# START OF Excerpt to read

Creamy White Chili
This Creamy White Chili Just Feels Like a Hug
Okay, so I’ve got a confession: I didn’t even like chili for years (maybe that’s a crime in Texas, who knows). But then a friend brought this creamy white chili to a book club night and—no exaggeration—I went home with her recipe scribbled on a napkin. It’s the only chili I make when the weather can’t decide what to do, or if my nephew pops over because he randomly loves anything with white beans. There’s just something about the gentle heat, the tender chicken, the rich-but-not-too-rich sauce… Anyway, if you ever find me huddled by the stove with this bubbling away, don’t judge, just grab a bowl and join in. And honestly, the first time I made it, I forgot the corn, and weirdly, nobody even noticed—so that’s my story and I’m sticking to it.
Why You’ll Love This (Or At Least Why I Do)
- I make this when I’m craving something a little different from your classic beef chili (or when I forgot to buy ground beef… again).
- My family goes crazy for this because it’s not spicy enough to frighten picky eaters, but you can easily toss in extra jalapeños if you like to live dangerously.

# END OF Excerpt to read

▸ **Problem details**
Please repeat the passage of the chili recipe above, word for word, from "Why You’ll Love" to "ground beef… again).".

# START OF Collected material

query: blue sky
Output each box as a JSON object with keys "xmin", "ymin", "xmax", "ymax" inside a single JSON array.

# END OF Collected material

▸ **Finished answer**
Why You’ll Love This (Or At Least Why I Do)
- I make this when I’m craving something a little different from your classic beef chili (or when I forgot to buy ground beef… again).